Work order
All entries below must be output word for word, and the pictures left behind.

Top of Available data

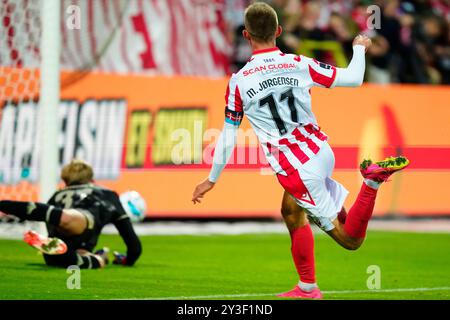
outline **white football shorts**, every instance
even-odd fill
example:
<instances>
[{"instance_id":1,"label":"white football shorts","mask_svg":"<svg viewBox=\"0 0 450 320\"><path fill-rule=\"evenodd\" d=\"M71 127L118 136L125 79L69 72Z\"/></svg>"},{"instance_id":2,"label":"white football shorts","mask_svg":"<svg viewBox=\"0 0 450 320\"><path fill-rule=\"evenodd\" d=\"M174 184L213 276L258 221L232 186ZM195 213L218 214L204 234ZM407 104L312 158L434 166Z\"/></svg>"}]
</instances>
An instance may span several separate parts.
<instances>
[{"instance_id":1,"label":"white football shorts","mask_svg":"<svg viewBox=\"0 0 450 320\"><path fill-rule=\"evenodd\" d=\"M325 142L319 152L299 169L289 172L287 176L277 175L283 188L325 232L334 229L332 221L348 196L347 189L331 178L334 163L333 150Z\"/></svg>"}]
</instances>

Bottom of Available data

Response area
outline **white football shorts**, every instance
even-odd fill
example:
<instances>
[{"instance_id":1,"label":"white football shorts","mask_svg":"<svg viewBox=\"0 0 450 320\"><path fill-rule=\"evenodd\" d=\"M71 127L118 136L125 79L69 72Z\"/></svg>"},{"instance_id":2,"label":"white football shorts","mask_svg":"<svg viewBox=\"0 0 450 320\"><path fill-rule=\"evenodd\" d=\"M174 184L213 276L258 221L232 186ZM195 213L218 214L204 234ZM407 104L312 158L434 166Z\"/></svg>"}]
</instances>
An instance may span several separate parts.
<instances>
[{"instance_id":1,"label":"white football shorts","mask_svg":"<svg viewBox=\"0 0 450 320\"><path fill-rule=\"evenodd\" d=\"M325 142L319 152L299 169L289 172L287 176L277 175L283 188L325 232L334 229L332 221L348 196L347 189L331 178L334 163L333 150Z\"/></svg>"}]
</instances>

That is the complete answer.